• _Entries shown_:
⁂
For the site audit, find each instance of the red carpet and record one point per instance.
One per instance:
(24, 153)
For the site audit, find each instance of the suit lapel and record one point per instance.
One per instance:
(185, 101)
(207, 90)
⁂
• _Exercise instructions_:
Only the lines containing the word "each" should be returned from the data above.

• _Solution to this problem_:
For the site audit, find each instance of the red carpet and record one point per instance.
For the site audit, find each instance of the suit lapel and record one point per instance.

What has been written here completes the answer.